──────── ВЫБРАННЫЙ ОТРЫВОК ────────

По вторникам веду прямой эфир в программе «Земля Санниковой». Название – не моя идея, так решило руководство. Общаюсь с учеными на темы научных поисков. На очереди – встречи с лучшими школьными педагогами, проявившими себя в конкурсе «Учитель года». Буду задавать острые вопросы о системе образования, мотивации школьников получать знания.
– Увы, уровень компетенции подростков крайне невысок. Выяснилось, ребята не знают годы жизни Лермонтова, хотя запомнить их проще простого: 1814–1841…
– Годы жизни? Да они Лермонтова не знают!
сэкономить на психотерапевтах
– А что и про кого, по-вашему, необходимо знать современной молодежи?
– Хотелось бы, чтобы ребята просто почаще открывали книги. Много знать, расширять горизонты – естественная потребность человека. Разумеется, книги не единственный источник информации. Но привычка все узнавать из «Википедии» – вредна. Еще хуже читать не классику в оригинале, а краткое содержание. Подобная оптимизация усилий не приведет ни к чему хорошему.

──────── ФРАГМЕНТ ДАННЫХ ────────

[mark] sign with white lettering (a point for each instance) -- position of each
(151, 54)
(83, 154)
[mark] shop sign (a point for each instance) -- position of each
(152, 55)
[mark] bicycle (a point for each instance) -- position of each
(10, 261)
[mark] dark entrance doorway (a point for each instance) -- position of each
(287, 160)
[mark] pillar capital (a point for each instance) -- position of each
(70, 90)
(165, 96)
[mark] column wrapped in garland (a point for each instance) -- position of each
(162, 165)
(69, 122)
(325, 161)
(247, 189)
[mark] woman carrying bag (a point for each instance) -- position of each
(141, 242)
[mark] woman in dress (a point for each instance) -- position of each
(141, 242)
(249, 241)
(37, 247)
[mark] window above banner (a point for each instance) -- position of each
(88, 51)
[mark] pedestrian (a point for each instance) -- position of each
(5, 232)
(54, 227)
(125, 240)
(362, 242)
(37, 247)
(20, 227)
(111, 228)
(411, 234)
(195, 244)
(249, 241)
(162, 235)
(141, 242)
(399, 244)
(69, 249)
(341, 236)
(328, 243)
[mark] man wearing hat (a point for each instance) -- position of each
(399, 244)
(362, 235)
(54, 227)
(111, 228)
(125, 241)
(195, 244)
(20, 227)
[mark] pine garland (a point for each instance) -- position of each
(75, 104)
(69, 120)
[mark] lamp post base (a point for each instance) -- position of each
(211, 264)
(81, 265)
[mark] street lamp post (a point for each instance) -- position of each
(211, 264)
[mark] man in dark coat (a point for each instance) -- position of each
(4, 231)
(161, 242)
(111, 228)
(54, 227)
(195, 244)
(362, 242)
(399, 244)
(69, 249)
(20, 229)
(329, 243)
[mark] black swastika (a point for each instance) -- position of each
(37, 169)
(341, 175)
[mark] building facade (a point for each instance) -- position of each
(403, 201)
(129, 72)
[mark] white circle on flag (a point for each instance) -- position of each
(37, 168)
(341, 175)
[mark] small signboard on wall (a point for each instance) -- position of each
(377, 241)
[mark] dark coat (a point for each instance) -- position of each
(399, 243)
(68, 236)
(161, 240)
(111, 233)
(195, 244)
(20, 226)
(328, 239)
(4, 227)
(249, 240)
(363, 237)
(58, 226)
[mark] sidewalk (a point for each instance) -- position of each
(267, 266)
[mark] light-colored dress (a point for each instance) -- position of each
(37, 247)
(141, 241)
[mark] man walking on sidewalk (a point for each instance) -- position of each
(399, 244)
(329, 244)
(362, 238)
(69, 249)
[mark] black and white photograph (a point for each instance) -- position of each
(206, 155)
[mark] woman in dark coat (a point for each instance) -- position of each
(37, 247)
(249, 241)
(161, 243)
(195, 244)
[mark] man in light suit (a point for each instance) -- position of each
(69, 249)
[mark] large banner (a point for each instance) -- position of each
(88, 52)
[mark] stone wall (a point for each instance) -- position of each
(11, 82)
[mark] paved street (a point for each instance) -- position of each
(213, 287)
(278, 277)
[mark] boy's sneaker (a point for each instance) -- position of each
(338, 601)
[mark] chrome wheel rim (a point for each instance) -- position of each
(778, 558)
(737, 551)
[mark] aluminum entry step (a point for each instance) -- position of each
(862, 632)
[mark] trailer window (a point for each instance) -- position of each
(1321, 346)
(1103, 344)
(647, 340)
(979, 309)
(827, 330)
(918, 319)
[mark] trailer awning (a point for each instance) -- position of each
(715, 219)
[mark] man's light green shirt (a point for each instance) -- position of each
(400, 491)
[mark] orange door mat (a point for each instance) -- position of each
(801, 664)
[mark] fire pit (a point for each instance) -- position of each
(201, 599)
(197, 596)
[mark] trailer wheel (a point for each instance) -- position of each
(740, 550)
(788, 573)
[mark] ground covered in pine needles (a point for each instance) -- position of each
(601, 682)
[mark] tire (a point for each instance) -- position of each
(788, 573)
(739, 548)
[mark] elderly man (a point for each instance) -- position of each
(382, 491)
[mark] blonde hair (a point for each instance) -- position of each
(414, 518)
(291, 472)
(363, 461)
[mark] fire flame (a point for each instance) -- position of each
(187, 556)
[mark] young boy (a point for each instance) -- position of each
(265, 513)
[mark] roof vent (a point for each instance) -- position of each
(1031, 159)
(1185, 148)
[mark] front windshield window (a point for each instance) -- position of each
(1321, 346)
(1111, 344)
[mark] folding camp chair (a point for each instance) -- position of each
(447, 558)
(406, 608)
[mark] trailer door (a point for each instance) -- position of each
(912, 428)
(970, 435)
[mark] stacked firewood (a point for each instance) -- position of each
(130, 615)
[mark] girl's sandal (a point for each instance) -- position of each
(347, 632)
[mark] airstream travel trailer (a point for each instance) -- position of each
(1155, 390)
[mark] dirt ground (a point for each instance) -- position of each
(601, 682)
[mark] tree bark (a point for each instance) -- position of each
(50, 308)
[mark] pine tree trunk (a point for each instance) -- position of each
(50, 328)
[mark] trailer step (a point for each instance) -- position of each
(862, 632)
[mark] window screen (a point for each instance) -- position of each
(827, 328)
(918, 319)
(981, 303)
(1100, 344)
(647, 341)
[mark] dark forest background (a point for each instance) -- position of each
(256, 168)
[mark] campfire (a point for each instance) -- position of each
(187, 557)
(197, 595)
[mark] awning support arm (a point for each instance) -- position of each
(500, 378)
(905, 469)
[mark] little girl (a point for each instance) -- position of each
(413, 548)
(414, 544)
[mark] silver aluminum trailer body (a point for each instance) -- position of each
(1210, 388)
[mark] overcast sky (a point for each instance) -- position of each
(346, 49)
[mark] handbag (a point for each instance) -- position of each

────────

Подхватите интервью о школьном образовании и чтении после его последней фразы и напишите продолжение.

– А зачем сегодня читать Лермонтова? Как можно монетизировать знание его поэзии?
– Вопрос монетизации всего и вся – бич нашего капиталистического времени. Когда я росла, даже в голову не приходило ничего подобного! Начитанный человек умеет формулировать свои мысли и чувства. Нужен элементарный словарный запас. Все это можно взять в книжках. Кроме того, при чтении расширяется картина мира, ты учишься чувствовать других – уверена, это важно в любой профессии.
Довольно часто отсылала сына-школьника к «Речи перед выпускниками Мичиганского университета» Бродского. Он говорит правильные вещи: читайте словари, читайте поэзию – сэкономите на психотерапевтах.
– А может, оставим Лермонтова, Пушкина, Державина, Жуковского, писавших 200 лет назад, историкам литературы? Все-таки современному читателю проще и понятнее общаться с авторами XXI века?
– Вы серьезно?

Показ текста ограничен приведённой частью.